[Opening Given records section]

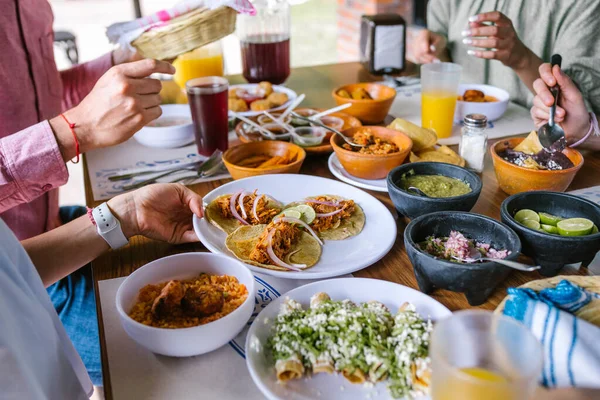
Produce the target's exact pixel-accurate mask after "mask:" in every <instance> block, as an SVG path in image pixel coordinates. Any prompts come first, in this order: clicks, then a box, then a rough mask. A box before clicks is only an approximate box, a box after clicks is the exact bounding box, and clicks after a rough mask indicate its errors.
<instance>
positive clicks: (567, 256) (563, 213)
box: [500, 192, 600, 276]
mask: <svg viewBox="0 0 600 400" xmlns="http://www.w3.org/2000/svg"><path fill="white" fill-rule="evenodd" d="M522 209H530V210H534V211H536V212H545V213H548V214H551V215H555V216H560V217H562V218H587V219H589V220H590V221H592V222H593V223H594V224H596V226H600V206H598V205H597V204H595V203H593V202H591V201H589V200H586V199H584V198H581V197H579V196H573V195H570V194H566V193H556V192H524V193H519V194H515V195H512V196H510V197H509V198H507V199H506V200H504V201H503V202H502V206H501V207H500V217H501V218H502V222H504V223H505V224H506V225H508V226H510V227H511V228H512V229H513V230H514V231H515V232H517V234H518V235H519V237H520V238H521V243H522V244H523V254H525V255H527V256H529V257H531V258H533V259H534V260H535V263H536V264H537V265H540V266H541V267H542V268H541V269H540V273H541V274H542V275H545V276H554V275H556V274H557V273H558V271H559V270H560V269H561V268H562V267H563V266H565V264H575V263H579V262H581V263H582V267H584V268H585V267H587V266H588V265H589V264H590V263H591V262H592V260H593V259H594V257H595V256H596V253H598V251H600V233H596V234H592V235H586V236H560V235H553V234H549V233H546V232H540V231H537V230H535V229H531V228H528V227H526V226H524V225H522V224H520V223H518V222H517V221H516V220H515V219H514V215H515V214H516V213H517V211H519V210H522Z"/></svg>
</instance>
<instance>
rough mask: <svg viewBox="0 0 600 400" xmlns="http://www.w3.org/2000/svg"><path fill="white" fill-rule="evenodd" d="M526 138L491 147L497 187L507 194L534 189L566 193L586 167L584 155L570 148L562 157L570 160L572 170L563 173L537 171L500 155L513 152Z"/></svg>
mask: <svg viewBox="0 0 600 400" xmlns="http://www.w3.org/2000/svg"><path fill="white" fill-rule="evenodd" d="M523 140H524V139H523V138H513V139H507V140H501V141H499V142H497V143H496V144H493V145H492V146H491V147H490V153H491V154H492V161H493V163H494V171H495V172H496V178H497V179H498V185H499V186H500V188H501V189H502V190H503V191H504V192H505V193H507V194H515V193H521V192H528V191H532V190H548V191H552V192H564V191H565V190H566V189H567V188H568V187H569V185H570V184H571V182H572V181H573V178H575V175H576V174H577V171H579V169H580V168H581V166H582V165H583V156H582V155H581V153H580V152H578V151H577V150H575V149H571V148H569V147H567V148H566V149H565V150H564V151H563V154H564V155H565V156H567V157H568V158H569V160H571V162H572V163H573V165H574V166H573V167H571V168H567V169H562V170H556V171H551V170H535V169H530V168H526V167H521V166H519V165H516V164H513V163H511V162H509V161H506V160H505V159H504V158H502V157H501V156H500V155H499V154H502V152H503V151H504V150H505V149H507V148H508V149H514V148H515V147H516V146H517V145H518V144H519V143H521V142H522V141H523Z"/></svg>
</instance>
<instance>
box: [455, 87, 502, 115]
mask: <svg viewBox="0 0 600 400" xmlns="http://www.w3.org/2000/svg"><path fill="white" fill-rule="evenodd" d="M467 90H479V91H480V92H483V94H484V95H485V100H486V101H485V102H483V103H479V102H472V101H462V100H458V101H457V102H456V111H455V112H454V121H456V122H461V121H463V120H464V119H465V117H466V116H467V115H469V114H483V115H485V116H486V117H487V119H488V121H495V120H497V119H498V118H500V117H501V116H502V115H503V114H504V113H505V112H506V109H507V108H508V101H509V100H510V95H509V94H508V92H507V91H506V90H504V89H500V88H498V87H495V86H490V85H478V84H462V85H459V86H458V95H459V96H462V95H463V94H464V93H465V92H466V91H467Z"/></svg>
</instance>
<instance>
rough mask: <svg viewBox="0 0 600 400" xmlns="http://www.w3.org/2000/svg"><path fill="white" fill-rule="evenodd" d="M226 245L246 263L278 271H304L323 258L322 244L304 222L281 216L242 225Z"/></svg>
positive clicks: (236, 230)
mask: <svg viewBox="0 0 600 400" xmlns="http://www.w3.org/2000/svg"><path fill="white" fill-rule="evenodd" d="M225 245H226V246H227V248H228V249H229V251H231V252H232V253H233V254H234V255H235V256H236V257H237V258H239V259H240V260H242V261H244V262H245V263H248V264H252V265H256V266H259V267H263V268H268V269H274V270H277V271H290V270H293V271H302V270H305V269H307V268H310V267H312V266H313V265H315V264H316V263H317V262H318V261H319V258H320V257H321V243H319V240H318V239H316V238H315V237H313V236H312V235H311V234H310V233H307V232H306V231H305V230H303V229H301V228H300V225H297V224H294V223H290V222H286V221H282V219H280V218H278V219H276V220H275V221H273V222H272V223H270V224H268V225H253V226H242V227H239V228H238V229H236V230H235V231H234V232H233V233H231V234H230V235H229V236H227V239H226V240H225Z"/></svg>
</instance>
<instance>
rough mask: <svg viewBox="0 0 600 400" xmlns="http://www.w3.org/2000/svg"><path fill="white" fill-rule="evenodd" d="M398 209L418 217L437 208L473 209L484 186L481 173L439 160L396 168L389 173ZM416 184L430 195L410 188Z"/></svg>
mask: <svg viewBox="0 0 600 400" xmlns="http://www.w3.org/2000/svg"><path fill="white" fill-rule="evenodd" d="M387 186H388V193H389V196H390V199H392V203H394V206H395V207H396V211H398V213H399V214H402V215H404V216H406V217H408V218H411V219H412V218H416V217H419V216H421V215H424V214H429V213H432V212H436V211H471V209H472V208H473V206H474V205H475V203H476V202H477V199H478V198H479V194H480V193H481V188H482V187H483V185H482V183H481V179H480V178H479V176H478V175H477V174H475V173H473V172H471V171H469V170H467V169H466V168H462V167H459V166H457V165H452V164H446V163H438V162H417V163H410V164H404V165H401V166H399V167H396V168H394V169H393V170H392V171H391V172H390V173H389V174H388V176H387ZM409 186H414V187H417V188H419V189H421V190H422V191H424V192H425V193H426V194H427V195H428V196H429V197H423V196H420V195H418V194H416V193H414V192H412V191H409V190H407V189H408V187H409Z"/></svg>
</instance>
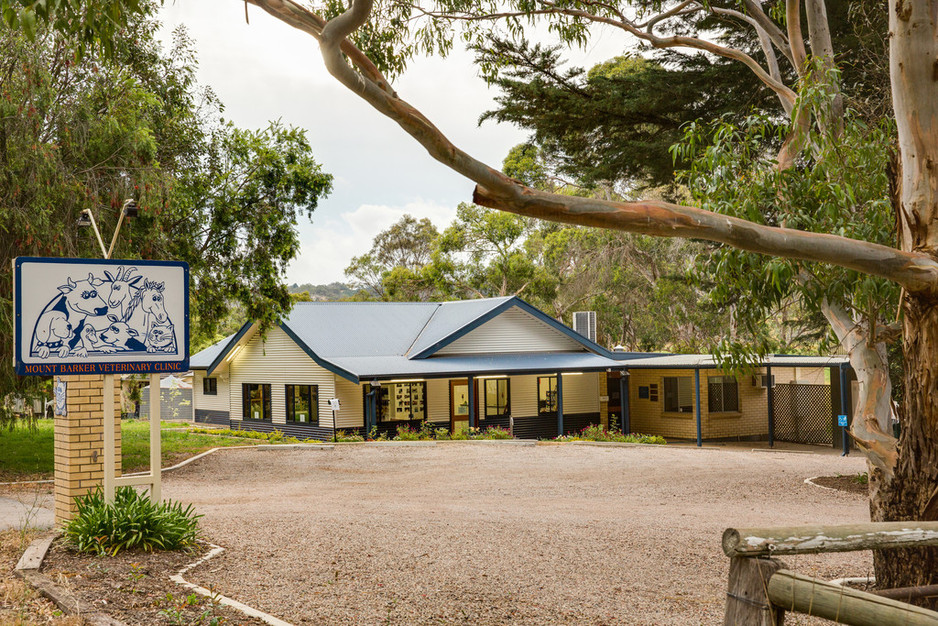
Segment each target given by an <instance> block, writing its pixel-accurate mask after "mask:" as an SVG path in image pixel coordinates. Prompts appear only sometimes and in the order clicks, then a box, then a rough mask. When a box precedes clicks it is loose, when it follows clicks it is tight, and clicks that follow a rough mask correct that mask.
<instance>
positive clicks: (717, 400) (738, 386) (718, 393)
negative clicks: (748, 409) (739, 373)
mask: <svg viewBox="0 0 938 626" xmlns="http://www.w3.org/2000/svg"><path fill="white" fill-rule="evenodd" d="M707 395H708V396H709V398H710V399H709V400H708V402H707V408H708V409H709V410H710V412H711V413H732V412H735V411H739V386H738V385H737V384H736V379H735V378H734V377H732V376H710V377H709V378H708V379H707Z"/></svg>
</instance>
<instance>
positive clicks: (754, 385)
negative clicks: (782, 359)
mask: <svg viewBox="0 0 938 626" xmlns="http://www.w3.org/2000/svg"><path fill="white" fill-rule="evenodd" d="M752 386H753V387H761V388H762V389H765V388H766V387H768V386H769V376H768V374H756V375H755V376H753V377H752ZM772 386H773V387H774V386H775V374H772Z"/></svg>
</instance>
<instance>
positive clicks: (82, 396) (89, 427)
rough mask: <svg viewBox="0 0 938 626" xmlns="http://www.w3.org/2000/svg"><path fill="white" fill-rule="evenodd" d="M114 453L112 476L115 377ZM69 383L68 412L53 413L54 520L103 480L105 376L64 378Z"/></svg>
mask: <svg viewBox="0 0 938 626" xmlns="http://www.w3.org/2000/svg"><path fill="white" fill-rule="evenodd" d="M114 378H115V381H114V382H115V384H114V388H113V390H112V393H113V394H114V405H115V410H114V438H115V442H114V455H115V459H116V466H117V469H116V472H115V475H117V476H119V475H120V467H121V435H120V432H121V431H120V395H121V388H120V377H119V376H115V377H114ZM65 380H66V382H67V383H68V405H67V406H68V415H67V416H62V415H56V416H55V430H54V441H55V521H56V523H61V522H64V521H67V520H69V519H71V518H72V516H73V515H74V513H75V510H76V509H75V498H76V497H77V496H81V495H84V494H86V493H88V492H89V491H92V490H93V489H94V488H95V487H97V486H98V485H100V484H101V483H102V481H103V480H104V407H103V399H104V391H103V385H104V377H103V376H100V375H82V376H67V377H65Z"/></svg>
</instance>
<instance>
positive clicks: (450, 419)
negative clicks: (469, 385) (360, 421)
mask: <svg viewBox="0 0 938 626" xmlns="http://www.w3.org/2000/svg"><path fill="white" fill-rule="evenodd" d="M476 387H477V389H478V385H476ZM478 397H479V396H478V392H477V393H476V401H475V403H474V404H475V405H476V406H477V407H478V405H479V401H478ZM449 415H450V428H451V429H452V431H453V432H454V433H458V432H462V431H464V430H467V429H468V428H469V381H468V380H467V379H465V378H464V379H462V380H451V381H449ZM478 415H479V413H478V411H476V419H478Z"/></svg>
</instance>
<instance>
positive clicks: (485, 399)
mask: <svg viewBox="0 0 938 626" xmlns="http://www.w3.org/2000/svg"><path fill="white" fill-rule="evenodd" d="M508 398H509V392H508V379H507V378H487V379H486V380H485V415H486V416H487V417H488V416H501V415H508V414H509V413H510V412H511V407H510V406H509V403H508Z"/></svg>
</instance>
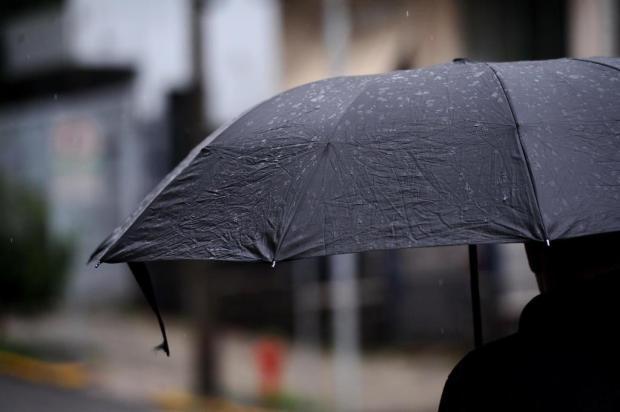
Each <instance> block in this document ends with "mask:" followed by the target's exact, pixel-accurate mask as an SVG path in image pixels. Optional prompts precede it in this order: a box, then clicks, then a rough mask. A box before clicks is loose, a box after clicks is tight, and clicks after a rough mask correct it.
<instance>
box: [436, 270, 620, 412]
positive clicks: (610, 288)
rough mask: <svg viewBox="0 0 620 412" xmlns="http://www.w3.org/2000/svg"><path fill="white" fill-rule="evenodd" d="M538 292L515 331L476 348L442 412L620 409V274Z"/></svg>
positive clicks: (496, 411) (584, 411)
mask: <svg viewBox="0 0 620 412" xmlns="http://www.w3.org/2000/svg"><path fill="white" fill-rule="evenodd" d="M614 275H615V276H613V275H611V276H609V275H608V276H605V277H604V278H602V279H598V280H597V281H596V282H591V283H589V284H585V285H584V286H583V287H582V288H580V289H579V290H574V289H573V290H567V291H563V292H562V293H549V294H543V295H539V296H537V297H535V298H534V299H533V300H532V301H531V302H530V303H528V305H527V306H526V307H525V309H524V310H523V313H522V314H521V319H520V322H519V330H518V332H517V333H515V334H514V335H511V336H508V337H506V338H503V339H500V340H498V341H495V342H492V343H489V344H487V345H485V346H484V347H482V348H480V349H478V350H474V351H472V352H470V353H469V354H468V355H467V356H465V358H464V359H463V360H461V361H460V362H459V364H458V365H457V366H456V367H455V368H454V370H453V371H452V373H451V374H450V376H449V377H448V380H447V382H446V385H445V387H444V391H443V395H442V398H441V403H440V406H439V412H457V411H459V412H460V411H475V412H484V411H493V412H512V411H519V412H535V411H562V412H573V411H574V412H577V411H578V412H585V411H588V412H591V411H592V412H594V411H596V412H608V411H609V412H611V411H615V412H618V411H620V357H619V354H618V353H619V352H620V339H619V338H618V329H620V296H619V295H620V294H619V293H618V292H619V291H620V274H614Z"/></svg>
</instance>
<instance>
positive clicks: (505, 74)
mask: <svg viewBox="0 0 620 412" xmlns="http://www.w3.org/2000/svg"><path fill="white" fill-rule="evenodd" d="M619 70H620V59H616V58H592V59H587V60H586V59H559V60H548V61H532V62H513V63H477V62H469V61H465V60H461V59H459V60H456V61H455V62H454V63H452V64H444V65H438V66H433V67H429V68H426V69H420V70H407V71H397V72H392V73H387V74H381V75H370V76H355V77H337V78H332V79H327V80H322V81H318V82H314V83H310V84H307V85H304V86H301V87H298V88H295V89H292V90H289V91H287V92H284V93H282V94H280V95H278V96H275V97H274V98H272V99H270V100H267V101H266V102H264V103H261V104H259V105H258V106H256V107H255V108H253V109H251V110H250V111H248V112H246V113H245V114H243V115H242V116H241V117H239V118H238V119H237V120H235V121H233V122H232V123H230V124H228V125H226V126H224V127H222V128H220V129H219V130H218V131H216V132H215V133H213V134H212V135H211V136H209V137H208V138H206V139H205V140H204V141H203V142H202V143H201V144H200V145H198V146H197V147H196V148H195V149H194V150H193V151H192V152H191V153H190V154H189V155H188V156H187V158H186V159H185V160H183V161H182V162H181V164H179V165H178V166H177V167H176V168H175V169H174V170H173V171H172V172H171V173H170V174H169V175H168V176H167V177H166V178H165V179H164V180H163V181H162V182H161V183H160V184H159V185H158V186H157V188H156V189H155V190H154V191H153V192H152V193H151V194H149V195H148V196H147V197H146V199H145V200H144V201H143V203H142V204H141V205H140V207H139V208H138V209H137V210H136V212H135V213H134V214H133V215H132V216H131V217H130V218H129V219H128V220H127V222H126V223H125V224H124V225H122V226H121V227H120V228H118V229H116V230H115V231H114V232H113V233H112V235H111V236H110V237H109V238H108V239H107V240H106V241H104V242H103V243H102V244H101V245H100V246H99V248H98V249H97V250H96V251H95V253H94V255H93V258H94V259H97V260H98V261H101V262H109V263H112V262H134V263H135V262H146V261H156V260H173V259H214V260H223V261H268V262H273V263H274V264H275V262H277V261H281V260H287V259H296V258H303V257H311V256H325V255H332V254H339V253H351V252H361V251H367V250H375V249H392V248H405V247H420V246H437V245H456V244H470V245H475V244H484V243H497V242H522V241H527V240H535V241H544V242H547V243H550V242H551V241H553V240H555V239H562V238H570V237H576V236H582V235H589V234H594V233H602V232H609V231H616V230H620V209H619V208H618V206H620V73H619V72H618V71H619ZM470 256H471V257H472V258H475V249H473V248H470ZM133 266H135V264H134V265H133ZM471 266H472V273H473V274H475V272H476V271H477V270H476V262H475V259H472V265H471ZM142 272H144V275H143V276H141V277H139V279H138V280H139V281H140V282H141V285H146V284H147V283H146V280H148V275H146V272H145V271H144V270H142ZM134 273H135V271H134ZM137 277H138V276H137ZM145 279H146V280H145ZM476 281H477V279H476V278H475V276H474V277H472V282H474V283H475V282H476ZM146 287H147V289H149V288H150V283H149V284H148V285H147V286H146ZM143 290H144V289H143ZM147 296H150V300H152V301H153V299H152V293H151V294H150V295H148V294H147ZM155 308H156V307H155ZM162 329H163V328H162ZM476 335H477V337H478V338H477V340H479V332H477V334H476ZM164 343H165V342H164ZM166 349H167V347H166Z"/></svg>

[Closing Given records section]

Work to be completed:
If a line in the material above contains the word "order", it counts; give only the number of such lines.

Exercise output:
3